§ INSTRUCTION 1
Which operating systems does the passage on native wallets name?
§ INSTRUCTION 2
From the passage on native wallets, extract the stretch from "You have to" through "you increasing) regularly.".

§ DOCUMENT
----

Native wallets are standalone applications running on your computer, whether it is Linux, MacOS or Windows. A native wallet is generally official or part of some community-driven development, they are supposed to offer the largest compatibility set with the cryptocurrency. A native wallet is installed locally on a system, there is no copy of the data that resides elsewhere.

You have to think about backing up and restoring your wallet (wallet.dat file) otherwise your money is gone forever. You can in theory save your wallet.dat somewhere, but it will just be a snapshot of it at a given moment. You then need to store this file safely. Will you put it on a USB key in your drawer? Another copy on another USB key in your safe? Here you want to be cautious about where you save the file, because it’s not encrypted! Avoid at all cost cloud storage solutions unless you have encrypted the file beforehand. Then there’s also versioning. Your wallet is supposedly dynamic, and if you are mining on top of just using it for everyday stuff, your balance will be changing (hopefully for you increasing) regularly.

An important security point is that native wallets currently do not support encryption. It means that whoever can get a grasp of your wallet.dat file (the file holding your cryptocurrency values) can just copy it, import it on their machine, and transfer the contents to another address (one of their addresses), thus immutably transferring your funds to their wallet and causing you to lose your assets. The same elements about storing a copy of your wallet.dat explained above apply here.

----

§ DATA SEGMENT
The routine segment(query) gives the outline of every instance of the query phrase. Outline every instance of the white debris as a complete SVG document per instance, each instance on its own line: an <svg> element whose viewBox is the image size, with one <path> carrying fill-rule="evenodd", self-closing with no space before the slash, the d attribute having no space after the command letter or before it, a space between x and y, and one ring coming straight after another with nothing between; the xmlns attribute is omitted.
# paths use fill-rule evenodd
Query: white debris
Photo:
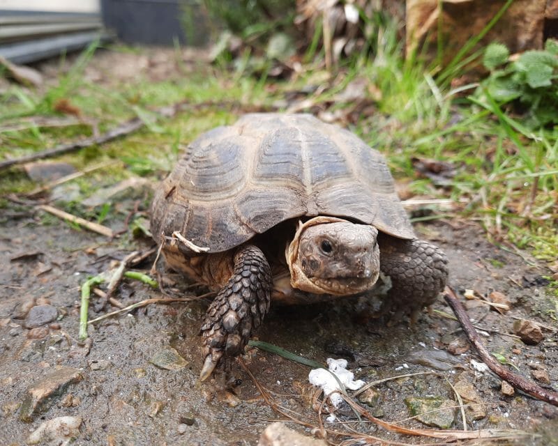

----

§ FULL RESPONSE 1
Linux, MacOS, Windows

§ FULL RESPONSE 2
You have to think about backing up and restoring your wallet (wallet.dat file) otherwise your money is gone forever. You can in theory save your wallet.dat somewhere, but it will just be a snapshot of it at a given moment. You then need to store this file safely. Will you put it on a USB key in your drawer? Another copy on another USB key in your safe? Here you want to be cautious about where you save the file, because it’s not encrypted! Avoid at all cost cloud storage solutions unless you have encrypted the file beforehand. Then there’s also versioning. Your wallet is supposedly dynamic, and if you are mining on top of just using it for everyday stuff, your balance will be changing (hopefully for you increasing) regularly.